» **Task**
Copy the stretch of rows from the line containing "A point marks every instance of the chair leg" through the line containing "Target: chair leg", keeping both of those lines and matching every character.

A block of data
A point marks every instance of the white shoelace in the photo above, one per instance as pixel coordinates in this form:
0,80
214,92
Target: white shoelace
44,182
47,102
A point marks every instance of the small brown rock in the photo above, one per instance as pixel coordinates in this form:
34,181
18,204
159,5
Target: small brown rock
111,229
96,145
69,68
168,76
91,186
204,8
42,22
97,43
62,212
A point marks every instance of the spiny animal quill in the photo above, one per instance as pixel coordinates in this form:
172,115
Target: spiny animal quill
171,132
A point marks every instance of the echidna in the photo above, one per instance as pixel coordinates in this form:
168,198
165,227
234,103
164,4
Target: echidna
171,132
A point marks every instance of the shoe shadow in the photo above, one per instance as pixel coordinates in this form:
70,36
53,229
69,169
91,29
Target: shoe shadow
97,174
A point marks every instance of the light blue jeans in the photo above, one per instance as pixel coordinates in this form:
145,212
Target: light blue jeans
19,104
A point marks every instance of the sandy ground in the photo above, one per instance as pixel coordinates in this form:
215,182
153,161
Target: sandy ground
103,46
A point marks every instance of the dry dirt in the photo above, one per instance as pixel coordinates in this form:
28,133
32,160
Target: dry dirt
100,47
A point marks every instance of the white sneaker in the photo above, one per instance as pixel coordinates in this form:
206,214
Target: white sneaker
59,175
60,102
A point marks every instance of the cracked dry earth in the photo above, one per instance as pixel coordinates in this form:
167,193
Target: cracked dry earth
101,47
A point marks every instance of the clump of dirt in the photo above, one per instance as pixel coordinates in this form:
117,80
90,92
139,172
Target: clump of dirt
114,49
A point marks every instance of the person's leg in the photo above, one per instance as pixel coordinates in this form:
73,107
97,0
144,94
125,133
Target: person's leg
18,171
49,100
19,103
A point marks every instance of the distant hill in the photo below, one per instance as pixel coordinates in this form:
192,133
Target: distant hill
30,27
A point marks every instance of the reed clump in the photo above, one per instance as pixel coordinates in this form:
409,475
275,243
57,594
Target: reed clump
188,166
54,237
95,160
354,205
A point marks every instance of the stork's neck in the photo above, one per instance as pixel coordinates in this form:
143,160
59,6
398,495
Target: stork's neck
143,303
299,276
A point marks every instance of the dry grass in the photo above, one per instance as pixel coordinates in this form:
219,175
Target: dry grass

...

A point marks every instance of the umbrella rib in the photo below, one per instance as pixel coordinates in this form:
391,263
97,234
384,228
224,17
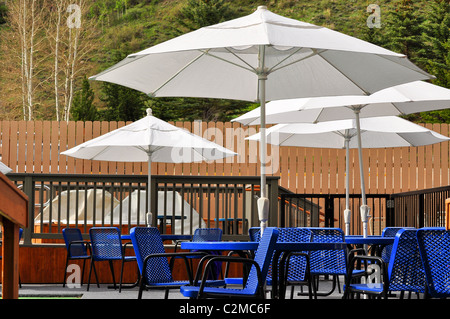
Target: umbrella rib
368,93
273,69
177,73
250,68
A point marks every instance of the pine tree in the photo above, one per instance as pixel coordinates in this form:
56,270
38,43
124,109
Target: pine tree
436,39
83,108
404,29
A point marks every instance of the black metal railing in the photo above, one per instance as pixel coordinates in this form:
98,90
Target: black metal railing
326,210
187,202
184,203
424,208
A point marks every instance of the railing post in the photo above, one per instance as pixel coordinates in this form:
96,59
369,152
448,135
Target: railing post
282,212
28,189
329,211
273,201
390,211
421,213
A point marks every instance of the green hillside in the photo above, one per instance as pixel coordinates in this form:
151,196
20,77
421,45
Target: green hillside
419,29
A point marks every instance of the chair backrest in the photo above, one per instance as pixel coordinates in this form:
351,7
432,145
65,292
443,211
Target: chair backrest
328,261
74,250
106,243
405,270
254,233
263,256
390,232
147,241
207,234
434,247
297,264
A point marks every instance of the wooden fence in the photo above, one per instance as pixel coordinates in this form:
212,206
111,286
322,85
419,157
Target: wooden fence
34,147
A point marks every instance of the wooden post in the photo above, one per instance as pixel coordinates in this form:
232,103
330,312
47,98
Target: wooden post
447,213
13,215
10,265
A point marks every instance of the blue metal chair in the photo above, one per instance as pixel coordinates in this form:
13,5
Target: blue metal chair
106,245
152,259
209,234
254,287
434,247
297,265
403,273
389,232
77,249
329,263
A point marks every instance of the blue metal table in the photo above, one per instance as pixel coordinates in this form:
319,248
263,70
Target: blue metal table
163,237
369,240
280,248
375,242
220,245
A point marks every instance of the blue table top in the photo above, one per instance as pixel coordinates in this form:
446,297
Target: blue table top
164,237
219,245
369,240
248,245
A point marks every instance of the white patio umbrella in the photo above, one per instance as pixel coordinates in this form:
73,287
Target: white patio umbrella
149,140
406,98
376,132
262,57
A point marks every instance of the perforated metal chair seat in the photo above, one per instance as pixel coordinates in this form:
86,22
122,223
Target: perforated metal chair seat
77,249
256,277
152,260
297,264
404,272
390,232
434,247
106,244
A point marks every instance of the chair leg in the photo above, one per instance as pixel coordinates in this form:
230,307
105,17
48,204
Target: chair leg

» **Exercise output**
A point marks every instance of the chair leg in the photo above, one per instance as pixel coordinates in this form:
230,307
105,17
48,204
Target: chair leg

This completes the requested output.